Ich find da jetzt aber einfach nicht meinen Fehler drin.
Außerdem hab ich das mit der Checkbox einfach nur gemacht,
da ich sowieso nur eine Ja/Nein Ausgabe haben will.


----------



## SlaterB (10. Feb 2011)

das mit den Text was jetzt nur für das >= 0, ist ja geschafft

was immer du an sonstigen Fehlern erhälst, solltest du auch posten,
kann alles mögliche sein, bestimmt irgendwelche Objekte nicht richtig initialisiert, == null, also relativ unabhängig von deiner Programmlogik reine Technikfrage,
System.out.println() kann da auch helfen, aber wollen wir mal nicht tot reden,

Fehlermeldung ist dringend nötig und wahrscheinlich mehr Code


----------



## Andi_CH (10. Feb 2011)

──────

* [ARBEITSAUFTRÄGE]:
A - Geben Sie den Forumsauszug zur Fehlersuche von „Ich find da“ bis einschließlich „SlaterB (10. Feb 2011)“ wortgetreu wieder.
B - Führen Sie den Forumsauszug zur Fehlersuche im Anschluss an seine letzte Zeile fort.
Die nachstehenden Datensätze stammen aus einer anderen Quelle.

──────

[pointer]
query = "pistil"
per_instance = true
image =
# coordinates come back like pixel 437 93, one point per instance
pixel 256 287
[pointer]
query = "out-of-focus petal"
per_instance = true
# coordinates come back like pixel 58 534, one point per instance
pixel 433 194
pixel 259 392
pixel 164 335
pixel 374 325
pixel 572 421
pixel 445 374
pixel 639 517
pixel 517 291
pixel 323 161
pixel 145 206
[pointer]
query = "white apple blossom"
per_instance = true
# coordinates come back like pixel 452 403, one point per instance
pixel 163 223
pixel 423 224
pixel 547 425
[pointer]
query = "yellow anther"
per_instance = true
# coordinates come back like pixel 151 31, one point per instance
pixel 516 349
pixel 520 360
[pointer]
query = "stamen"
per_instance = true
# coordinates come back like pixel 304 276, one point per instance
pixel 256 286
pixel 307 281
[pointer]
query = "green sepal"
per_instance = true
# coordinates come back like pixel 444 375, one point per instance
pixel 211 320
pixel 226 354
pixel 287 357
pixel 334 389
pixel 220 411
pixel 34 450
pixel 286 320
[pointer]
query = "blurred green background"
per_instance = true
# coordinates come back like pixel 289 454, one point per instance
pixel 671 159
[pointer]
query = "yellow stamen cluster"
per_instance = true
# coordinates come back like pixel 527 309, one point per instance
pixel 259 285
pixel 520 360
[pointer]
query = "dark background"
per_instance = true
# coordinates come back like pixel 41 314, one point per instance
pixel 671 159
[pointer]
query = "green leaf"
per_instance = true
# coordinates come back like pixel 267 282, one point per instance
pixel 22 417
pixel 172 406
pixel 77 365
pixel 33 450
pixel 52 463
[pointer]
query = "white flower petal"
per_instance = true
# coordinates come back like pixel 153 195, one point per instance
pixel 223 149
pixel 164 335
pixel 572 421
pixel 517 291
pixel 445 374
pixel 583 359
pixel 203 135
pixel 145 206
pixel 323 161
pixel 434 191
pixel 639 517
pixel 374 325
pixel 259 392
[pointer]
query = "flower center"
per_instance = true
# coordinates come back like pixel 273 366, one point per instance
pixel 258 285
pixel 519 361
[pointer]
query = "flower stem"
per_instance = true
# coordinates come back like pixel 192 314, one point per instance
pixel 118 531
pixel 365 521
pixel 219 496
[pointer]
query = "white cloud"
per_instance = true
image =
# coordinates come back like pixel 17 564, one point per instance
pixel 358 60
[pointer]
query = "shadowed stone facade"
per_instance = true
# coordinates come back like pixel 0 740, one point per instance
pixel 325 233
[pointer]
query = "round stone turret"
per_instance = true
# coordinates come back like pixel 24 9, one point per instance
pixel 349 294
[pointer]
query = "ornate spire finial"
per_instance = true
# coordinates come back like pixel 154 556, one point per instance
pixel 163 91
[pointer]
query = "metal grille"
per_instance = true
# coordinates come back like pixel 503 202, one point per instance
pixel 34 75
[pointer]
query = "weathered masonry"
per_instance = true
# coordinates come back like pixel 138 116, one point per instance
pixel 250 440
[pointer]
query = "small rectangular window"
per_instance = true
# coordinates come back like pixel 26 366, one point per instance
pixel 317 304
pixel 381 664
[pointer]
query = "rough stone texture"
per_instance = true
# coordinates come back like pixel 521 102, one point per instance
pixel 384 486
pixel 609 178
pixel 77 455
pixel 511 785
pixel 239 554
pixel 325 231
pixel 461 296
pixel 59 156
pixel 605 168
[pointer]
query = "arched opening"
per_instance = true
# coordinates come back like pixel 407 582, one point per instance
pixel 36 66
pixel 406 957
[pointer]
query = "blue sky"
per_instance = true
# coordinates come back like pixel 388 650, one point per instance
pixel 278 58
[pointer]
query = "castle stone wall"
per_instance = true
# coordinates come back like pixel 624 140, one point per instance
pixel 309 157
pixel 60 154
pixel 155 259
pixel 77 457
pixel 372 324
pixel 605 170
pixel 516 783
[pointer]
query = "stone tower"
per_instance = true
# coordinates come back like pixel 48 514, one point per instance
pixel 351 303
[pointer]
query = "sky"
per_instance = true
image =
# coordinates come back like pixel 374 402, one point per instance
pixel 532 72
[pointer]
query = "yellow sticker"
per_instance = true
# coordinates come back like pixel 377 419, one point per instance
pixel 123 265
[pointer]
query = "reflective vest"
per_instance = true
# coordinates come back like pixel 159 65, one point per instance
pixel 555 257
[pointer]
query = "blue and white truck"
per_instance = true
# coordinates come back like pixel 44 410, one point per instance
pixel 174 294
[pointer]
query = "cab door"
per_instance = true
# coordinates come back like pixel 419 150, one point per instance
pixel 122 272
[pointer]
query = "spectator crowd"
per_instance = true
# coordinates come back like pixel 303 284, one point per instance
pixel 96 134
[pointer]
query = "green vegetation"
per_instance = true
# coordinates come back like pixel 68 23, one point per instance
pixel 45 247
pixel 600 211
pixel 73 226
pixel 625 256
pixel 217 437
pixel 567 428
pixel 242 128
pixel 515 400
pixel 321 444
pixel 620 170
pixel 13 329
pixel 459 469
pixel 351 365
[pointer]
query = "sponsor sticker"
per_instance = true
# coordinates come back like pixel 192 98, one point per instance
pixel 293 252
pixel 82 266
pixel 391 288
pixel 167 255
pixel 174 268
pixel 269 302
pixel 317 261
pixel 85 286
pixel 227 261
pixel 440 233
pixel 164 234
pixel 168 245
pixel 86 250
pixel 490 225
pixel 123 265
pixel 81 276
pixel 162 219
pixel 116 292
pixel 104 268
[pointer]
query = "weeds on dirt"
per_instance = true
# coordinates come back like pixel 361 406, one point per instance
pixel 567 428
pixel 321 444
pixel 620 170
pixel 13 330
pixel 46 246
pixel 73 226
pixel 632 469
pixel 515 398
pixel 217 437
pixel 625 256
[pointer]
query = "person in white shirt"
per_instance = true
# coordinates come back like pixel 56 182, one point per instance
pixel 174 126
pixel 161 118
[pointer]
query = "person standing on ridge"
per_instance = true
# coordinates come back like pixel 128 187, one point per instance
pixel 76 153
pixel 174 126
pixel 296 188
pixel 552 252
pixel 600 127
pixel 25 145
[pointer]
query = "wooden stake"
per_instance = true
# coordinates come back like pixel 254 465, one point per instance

──────

* [LÖSUNGEN JE AUFGABE]:
A -
Ich find da jetzt aber einfach nicht meinen Fehler drin.
Außerdem hab ich das mit der Checkbox einfach nur gemacht,
da ich sowieso nur eine Ja/Nein Ausgabe haben will.


----------



## SlaterB (10. Feb 2011)

B -
Hm, Hokus Pokus - was war die Antwort auf das Ein und Alles und überhaupt (oder so ähnlich  ) ?
42 - also teilen wir mal 42 / 6 = 7 ich würde den Fehler mal auf Zeile 7 suchen :lol:

[SARKASMUS]Nein stimmt nicht - du solltest den Fehler auf Zeile 7 suchen - ich such den Fehler wieder mal da[/SARKASMUS]

Zeile 7 genau anschauen. Das ist ernst gemeint - und hier ist die Anleitung dazu)


----------



## XHelp (10. Feb 2011)

Warum willst du nicht es so machen, wie dir SlaterB vorgeschlagen hat?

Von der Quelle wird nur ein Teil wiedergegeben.